TUGAS A:
Dalam tulisan tentang pentas "Orang Asing" di ISI Jogja, berapa harga tiket masuknya?
TUGAS B:
Salin sama persis bagian tulisan tentang pentas "Orang Asing" di ISI Jogja, dari "Panggungnya berbentuk prosenium" sampai "gadis yang pincang.".

HALAMAN:
◆ ◆ ◆

Ini juga untuk petama kalinya aku
datang ke ISI Jogja. Keren juga sih :D Kalau dari UIN lumayan jauh.
Pas nyampe sana.. ketemu dengan
banyak mahasiswa seniman. Harga tiket masuknya 10 ribu. Sekitar jam 8 pm, acara
dimulai di auditorium jurusan tater ISI.
Panggungnya berbentuk prosenium
gitu. Aku, Madam, Mbak Aim, Ucup, Mas Ilham, Mas Mumun, Richa duduk di tengah. Panggung
gelap, layar terbuka. Oya, sebelumnya pentas “orang asing” ini adalah naskah
karya Rupert Brooke yang diadaptasi D. Djajakusuma dengan sutradara Medi
Saputra. Sekilas cerita: “Ada seorang pejalan melalui kota kecil dengan membawa
sebuah koper dan pakaian yang mentereng. Namun ia tersesat dalam sebuah hutan
hingga kemalaman. Ia sangat gembira melihat lampu menyala menemukan rumah.
Siapakah orang itu? Mungkin hanya tamu. Siapakah orang itu? Mungkin orang kaya.
Siapakah orang itu? Mungkinkah pencuri. Siapakah orang itu?”
Latarnya di sebuah rumah di
hutan. Lightingnya keren sih. Musik ilustrasinya juga. Jadi, ada sebuah pemuda
berpakaian orang kaya membawa sebuah koper. Ia datang ke rumah seorang bapak
dan ibu tua yang mempunyai anak seorang gadis yang pincang.
Pemuda itu masuk ke rumah, disana
si ibu rumah memberinya makan dan minum. Pertama aku terkecoh, pemuda mentereng
ini aku kira buronon, soalnya sering banget ngliat jendela kayak orang
dikejar-kejar, tapi apa yang terjadi selanjutnya?? :) Pemuda kaya ini bercerita
banyak dengan sang ibu, dia juga mendekati anak gadis pemilik rumah tadi. Ia
katakan bahwa gadis cantik sepertimu harusnya tinggal di kota dan menjadi
seorang putri. Tapi sang gadis marah-marah, ia tunjukkan kakinya yang digigit
anjing. “Adakah putri yang tangannya kasar dan kakinya pincang? Ada? Tidak!”
hardiknya.
setting-nya :) |
Kemudian.. ayah si pemilik rumah
datang, ia habis berburu di hutan tapi tak mendapat apa apa. Sampai di rumah
tak ada makanan. Sang pemuda menyambut
bapak tadi dan berbicara dengan ibu dan bapak pemilik rumah. Ia bertanya
tentang anak keluarga ini. Ibunya menjawab, ia punya dua anak tapi yang pertama
mati tenggelam. Ia menunjukkan koper yang berisi banyak uang. Pemuda tadi
berkata bahwa, “Bapak dan Ibu bisa kaya dengan uang ini”. Ia juga melepaskan
jam tangan mahal yang semuanya terbuat dari emas, ia tunjukkan dan ditaruh di
dinding agar semua bisa melihat jam berapa. Karena hari telah malam pemilik
rumah menyuruh si pemuda untuk beristirahat.

◆ ◆ ◆

DATA YANG DIBERIKAN:

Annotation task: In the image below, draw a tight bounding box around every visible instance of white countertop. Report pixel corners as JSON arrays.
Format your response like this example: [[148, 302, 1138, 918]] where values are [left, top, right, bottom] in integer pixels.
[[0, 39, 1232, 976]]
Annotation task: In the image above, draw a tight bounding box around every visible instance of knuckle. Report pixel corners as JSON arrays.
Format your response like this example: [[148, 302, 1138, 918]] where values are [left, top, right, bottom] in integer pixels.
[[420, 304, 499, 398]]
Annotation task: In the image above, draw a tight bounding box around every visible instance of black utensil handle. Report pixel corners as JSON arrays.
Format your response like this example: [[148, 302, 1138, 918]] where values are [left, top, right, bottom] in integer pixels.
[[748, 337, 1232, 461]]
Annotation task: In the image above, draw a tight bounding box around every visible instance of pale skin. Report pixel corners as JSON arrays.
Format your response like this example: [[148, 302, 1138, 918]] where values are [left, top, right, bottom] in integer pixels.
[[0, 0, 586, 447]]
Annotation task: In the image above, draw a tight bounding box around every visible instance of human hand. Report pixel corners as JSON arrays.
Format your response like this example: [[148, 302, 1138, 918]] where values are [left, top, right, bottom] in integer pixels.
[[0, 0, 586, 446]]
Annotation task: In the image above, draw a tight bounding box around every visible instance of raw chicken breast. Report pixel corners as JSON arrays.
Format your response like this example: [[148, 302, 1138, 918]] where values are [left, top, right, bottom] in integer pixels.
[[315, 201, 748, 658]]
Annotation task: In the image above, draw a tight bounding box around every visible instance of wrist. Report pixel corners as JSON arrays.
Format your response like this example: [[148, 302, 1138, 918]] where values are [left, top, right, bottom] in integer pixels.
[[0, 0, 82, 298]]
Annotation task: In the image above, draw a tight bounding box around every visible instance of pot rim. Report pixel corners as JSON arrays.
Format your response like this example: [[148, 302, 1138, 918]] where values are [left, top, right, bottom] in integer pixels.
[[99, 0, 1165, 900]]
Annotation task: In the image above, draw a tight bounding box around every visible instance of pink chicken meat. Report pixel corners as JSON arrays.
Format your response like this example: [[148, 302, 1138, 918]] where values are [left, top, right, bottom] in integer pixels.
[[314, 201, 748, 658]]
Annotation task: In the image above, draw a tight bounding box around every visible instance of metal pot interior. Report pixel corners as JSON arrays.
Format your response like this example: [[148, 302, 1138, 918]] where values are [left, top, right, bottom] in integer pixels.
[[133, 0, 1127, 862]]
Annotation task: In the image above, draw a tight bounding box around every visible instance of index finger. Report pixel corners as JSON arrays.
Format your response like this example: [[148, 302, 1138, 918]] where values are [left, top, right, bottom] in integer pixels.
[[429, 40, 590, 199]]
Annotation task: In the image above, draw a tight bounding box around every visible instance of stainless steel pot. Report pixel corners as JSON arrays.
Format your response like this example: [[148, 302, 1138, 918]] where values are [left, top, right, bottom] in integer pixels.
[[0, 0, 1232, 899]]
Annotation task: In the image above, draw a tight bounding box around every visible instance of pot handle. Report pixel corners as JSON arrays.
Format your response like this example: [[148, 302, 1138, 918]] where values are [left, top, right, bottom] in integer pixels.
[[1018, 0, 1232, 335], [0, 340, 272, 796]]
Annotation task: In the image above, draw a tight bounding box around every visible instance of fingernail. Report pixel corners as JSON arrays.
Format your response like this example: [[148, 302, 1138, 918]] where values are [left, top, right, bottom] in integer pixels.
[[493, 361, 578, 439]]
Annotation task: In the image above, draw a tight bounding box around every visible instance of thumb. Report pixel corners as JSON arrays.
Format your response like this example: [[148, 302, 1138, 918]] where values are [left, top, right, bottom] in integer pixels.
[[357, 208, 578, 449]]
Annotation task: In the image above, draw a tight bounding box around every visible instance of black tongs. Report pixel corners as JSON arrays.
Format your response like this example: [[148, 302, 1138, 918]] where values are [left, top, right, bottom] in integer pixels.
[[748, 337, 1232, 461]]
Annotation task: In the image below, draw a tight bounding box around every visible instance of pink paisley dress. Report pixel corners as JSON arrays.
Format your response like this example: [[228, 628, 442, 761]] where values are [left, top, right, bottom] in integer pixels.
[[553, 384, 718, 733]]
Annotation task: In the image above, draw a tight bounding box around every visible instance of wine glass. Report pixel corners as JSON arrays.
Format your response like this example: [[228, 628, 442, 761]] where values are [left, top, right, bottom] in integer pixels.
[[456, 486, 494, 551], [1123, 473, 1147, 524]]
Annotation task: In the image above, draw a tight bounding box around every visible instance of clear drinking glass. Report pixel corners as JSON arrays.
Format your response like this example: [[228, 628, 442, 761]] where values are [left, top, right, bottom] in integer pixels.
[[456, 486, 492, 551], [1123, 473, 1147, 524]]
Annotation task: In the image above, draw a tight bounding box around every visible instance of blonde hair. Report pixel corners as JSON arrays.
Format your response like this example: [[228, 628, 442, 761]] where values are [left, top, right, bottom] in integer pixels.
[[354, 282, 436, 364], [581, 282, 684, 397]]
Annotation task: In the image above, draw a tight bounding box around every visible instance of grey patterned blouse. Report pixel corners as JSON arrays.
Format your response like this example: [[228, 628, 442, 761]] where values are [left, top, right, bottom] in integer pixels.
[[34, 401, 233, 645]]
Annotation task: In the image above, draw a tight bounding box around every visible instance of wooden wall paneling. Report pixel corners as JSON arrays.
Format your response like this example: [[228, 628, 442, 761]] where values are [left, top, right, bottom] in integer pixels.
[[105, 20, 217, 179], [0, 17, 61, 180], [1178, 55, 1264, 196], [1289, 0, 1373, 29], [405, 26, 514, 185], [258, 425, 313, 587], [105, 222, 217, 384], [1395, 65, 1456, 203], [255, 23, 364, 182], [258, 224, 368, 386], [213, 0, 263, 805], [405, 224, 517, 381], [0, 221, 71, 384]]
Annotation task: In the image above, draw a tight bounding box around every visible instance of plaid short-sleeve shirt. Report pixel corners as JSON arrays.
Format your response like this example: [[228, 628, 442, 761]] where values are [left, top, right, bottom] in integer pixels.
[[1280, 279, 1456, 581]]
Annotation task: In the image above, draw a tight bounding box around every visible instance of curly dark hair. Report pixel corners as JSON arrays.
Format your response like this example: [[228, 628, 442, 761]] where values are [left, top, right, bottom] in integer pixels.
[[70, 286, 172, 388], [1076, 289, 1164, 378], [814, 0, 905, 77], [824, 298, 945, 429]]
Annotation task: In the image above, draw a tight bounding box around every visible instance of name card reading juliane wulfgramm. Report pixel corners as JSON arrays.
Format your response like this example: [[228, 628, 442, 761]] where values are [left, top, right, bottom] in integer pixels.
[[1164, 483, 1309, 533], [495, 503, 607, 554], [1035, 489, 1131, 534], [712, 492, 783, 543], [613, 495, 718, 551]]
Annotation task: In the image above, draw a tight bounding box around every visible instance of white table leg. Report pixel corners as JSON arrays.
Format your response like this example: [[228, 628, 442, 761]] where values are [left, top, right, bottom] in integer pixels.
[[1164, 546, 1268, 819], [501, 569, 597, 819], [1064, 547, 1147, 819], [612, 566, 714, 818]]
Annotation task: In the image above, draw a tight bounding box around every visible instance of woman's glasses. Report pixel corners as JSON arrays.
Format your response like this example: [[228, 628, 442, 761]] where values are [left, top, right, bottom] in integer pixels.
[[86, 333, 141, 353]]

◆ ◆ ◆

JAWABAN A:
10 ribu.

JAWABAN B:
Panggungnya berbentuk prosenium
gitu. Aku, Madam, Mbak Aim, Ucup, Mas Ilham, Mas Mumun, Richa duduk di tengah. Panggung
gelap, layar terbuka. Oya, sebelumnya pentas “orang asing” ini adalah naskah
karya Rupert Brooke yang diadaptasi D. Djajakusuma dengan sutradara Medi
Saputra. Sekilas cerita: “Ada seorang pejalan melalui kota kecil dengan membawa
sebuah koper dan pakaian yang mentereng. Namun ia tersesat dalam sebuah hutan
hingga kemalaman. Ia sangat gembira melihat lampu menyala menemukan rumah.
Siapakah orang itu? Mungkin hanya tamu. Siapakah orang itu? Mungkin orang kaya.
Siapakah orang itu? Mungkinkah pencuri. Siapakah orang itu?”
Latarnya di sebuah rumah di
hutan. Lightingnya keren sih. Musik ilustrasinya juga. Jadi, ada sebuah pemuda
berpakaian orang kaya membawa sebuah koper. Ia datang ke rumah seorang bapak
dan ibu tua yang mempunyai anak seorang gadis yang pincang.